* Passage:
>> START

7 Things We Can Learn from John Boyega’s “Attack the Block”

I finally watched Attack the Block, John Boyega’s film debut from 2011 about kids from a South London housing project who become the world’s first line of defense against an alien invasion. It has a very 1980s feel, like those movies from your childhood that made you wish your friends could have thrilling adventures.

It’s a nearly perfect movie, in my opinion, and if you haven’t seen it, I recommend watching it1 before reading any further. If you want to brave the article below, the spoilers are pretty mild and vague.

What makes this movie so great? Here are seven takeaways:

1. There are Enough Villains to Go Around

Our heroes in this movie are outrunning, outgunning, and outwitting three major opponents: the aliens, the police, and Hi-Hatz (the drug boss of the Block). A lot of stories have just one antagonist, or a main antagonist and his henchmen, but having multiple, separate antagonists makes for a richer story with more opportunities for tension and surprise.

For example, a common pitfall in thrillers is that any time things get a little quiet, the audience knows the bad guy is about to pop out from behind a corner. Having multiple villains allows for more surprise – when we think the kids are about to get jumped by the aliens, it turns out to be the cops, etc.

It also creates richer conflicts. There are several scenes in which the kids are being detained by one villain (the police or Hi-Hatz), only for that detainment to make them vulnerable to an even bigger threat (the aliens). It makes their predicament feel that much more impossible as they become boxed in from threats on all sides.

Having multiple, unrelated villains risks making a story feel unfocused but it works in Attack the Block because (a) there’s a logical (and connected) reason why each villain is after our heroes, and (b) there’s a clear pecking order between them, with the aliens being the scariest, the cops being the least scary, and Hi-Hatz being somewhere in the middle.

It’s also worth noting that characters in this movie only die at the “hand” of aliens, never by police or Hi-Hatz. I think that’s important because it keeps the aliens as the “Final Boss” the kids will have the hardest time escaping or defeating. It would muddy the story if characters also died from other causes.

2. The Kills Matter (or At Least Some of Them Do)

This is an action-adventure-monster movie, so there are several kills to let us know the aliens mean business.

>> END

* Records supplied:
>> START

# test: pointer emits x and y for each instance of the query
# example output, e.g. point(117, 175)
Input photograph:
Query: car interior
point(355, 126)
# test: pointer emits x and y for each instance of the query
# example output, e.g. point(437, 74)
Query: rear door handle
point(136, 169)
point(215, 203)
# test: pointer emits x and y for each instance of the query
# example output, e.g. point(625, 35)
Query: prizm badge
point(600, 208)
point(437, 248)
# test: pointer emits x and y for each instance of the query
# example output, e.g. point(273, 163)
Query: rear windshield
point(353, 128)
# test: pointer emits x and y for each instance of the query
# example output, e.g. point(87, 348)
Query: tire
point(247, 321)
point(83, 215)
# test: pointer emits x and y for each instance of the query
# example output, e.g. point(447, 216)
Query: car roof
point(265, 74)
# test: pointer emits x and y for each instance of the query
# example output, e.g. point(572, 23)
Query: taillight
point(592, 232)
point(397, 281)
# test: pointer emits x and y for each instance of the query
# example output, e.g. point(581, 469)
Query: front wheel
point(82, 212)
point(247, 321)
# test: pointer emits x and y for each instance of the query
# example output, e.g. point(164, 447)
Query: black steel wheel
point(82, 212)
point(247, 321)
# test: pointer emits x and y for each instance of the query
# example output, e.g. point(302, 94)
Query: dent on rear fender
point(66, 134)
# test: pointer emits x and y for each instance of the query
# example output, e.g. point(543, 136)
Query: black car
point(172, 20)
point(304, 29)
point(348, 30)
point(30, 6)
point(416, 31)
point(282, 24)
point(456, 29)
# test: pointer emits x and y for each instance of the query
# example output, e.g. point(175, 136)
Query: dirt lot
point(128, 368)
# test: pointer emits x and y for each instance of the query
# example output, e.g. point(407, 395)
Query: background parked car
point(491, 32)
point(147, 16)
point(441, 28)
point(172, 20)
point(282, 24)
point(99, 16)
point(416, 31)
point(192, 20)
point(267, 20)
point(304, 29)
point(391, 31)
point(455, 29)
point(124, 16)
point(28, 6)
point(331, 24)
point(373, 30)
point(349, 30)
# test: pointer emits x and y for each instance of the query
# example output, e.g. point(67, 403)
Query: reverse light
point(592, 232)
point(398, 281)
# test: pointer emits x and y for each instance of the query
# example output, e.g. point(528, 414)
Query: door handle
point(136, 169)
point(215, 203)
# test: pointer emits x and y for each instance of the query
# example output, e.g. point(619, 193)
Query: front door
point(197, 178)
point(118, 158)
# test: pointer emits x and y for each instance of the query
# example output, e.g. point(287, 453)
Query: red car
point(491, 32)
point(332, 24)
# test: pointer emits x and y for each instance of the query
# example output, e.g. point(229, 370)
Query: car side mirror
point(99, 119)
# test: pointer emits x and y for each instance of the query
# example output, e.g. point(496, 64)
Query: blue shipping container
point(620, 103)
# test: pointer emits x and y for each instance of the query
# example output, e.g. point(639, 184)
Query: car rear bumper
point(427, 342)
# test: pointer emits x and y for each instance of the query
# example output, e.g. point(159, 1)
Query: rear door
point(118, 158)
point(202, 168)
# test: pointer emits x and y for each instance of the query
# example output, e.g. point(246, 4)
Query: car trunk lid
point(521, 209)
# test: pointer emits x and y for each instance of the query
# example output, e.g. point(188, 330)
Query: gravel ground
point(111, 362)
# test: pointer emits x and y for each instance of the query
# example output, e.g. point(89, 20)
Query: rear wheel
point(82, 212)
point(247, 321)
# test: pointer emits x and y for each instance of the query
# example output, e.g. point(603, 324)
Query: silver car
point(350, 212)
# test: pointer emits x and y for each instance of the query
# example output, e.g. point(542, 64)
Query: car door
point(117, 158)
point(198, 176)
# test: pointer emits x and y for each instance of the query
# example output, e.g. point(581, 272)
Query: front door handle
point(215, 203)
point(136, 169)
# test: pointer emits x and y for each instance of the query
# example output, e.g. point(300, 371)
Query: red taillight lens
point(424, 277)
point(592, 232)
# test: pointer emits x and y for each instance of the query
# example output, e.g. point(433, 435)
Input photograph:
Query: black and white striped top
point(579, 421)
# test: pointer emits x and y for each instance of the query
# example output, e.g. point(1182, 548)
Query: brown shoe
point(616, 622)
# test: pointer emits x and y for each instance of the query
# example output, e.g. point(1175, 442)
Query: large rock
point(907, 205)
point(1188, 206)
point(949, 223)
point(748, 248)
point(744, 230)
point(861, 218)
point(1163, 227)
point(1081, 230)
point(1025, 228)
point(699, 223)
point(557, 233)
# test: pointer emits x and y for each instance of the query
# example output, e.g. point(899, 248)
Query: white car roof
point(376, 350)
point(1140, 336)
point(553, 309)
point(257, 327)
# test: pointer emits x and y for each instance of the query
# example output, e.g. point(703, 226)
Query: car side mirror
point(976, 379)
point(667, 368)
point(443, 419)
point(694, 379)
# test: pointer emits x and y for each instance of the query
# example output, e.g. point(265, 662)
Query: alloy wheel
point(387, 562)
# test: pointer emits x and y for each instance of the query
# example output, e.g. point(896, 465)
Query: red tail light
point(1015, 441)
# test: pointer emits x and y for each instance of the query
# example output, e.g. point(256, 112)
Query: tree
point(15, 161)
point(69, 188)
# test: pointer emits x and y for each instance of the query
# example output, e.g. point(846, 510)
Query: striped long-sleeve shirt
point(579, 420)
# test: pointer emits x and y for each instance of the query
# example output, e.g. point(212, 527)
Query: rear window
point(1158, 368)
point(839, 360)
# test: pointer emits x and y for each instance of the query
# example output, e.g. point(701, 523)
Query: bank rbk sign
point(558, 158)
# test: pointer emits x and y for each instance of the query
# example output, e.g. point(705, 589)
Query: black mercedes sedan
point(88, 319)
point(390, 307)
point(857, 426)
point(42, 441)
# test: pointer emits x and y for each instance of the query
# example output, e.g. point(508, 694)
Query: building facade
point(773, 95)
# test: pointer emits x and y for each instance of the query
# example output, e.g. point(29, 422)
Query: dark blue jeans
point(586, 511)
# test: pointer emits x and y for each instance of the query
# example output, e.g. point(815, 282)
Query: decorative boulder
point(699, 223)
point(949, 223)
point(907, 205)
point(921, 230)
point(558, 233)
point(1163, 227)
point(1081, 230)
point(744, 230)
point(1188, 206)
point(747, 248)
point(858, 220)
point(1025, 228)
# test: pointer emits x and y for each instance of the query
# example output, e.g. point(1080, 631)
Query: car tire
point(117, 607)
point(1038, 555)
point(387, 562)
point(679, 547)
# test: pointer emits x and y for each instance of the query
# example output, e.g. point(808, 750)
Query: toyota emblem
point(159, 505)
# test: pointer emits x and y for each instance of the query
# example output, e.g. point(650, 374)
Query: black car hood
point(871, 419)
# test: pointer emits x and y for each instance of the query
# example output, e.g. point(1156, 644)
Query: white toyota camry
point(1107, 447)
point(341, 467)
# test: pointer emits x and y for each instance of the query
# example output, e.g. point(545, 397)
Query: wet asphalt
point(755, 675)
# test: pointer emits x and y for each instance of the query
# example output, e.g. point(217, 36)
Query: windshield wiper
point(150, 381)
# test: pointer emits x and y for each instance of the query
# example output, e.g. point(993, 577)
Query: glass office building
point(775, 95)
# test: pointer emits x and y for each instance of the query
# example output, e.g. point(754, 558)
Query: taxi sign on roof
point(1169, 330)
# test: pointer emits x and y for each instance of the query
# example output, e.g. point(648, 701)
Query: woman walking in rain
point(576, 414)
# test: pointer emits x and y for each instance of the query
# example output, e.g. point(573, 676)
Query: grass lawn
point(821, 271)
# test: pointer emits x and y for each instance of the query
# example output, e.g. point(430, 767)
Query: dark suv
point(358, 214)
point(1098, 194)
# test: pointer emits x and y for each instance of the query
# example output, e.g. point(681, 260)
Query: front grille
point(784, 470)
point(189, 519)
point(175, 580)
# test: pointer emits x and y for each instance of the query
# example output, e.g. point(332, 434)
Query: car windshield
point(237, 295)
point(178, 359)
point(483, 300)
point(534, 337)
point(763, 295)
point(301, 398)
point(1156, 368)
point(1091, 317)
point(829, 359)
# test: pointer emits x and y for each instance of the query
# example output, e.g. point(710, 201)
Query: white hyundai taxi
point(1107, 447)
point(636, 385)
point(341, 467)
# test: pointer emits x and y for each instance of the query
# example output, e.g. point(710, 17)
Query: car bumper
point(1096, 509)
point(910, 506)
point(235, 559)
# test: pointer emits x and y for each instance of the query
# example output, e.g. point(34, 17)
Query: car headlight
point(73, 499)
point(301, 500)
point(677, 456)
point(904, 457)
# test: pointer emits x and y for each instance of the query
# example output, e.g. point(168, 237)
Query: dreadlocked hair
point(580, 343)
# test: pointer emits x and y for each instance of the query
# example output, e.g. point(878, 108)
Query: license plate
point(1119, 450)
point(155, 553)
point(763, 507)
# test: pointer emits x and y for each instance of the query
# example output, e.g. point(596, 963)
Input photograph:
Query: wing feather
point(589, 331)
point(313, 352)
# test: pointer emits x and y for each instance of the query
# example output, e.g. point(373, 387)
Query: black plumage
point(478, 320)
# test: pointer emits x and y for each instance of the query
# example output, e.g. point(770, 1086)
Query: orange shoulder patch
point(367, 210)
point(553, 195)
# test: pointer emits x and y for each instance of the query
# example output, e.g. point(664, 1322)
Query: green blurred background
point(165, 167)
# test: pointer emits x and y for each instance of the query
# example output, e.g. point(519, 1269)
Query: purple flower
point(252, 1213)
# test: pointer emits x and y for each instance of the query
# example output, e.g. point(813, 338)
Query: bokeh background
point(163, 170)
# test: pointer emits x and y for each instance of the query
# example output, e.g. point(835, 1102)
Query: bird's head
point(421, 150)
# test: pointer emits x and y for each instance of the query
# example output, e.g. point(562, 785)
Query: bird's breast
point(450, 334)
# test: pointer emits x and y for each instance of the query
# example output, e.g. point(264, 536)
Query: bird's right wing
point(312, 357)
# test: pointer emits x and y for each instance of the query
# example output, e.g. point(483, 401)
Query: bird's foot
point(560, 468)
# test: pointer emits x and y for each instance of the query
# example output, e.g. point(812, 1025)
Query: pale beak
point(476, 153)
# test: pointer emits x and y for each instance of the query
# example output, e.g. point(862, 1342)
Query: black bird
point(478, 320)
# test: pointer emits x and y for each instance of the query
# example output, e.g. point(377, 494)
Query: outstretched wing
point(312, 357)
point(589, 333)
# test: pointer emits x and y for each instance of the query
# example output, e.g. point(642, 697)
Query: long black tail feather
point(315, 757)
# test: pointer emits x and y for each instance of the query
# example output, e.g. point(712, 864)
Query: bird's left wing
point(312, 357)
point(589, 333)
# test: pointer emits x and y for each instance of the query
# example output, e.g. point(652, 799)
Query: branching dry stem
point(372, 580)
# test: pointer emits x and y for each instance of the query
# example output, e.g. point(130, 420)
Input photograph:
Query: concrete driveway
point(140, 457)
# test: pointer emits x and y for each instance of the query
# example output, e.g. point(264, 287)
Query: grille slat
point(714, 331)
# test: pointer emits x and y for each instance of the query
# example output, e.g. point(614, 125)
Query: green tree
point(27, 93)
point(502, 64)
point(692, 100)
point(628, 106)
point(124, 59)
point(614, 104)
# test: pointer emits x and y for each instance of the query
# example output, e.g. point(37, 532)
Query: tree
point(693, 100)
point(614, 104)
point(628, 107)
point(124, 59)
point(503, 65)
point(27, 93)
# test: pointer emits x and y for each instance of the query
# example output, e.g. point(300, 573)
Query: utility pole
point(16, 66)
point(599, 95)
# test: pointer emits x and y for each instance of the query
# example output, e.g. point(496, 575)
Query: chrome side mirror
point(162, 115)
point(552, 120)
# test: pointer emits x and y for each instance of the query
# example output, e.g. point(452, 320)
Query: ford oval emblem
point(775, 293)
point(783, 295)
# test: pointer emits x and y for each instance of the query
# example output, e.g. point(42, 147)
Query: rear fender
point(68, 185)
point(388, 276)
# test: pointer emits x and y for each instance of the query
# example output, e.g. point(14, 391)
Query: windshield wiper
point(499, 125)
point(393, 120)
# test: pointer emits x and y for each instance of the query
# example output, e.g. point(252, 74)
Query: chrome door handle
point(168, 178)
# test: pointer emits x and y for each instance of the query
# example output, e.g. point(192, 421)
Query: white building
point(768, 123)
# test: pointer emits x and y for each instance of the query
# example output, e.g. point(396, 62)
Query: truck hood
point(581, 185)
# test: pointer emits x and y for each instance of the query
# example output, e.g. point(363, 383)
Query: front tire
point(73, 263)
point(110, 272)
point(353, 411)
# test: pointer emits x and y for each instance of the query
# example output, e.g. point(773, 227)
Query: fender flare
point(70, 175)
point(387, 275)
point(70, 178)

>> END

* Written task A:
In the article about Attack the Block, who are the three main opponents the heroes face?
* Written task B:
Continue the article about Attack the Block from its last sentence.

* Answer A:
The aliens, the police, and Hi-Hatz, the drug boss of the Block.

* Answer B:
These kids open the movie by mugging an innocent person, but as the film goes on, we realize how young they are and how they look out for each other even in the face of grave danger, and they each get at least one brief moment to show some vulnerability or generosity. They’re also pretty funny.

We grow to care about these kids, so we genuinely worry about them, and when a few of them die, the loss is sincerely felt. (And luckily most of the kills are characters we aren’t invested in, so it’s not overly depressing).

3. Everything Gets Called Back

Some call it Chekhov’s gun. In Save the Cat, Blake Snyder calls it “the six things that need fixing.” Whatever you want to call it, this movie has it. Problems and opportunities set up in early parts of the movie are paid off later.

When Biggz brags early in the movie that he can jump from one flight of stairs to another and his friends doubt him, you can be sure that later he will need to do just that to escape the aliens. When we learn that Brewis took a zoology course in college, you can bet that information will come in handy by Act Three. When we see inside every kid’s apartment except for Moses’s, the movie is setting us up for an emotional payoff later when we finally catch a glimpse.

I could go on with a dozen more examples. Some of these setups and payoffs are small and some are huge; some are predictable and some are surprising, but they all make for a more cohesive, satisfying movie.

4. It Takes Place in a Specific, Fully Realized World

The entire film takes place inside – or just outside – a giant South London housing project they call “the Block.” At the beginning of the movie, we learn everything we need to know about this location: (1) all of our characters live there, except for Brewis and Ron, (2) the elevator is very slow, (3) there is a complicated series of outdoor stairwells, and (4) Ron’s weed room is on the 19th floor and is locked down “like Fort Knox.”

There are almost no other locations in this movie – a brief scene or two in a park across the street and a couple of scenes in the alley outside the building, but otherwise everything takes place inside the Block.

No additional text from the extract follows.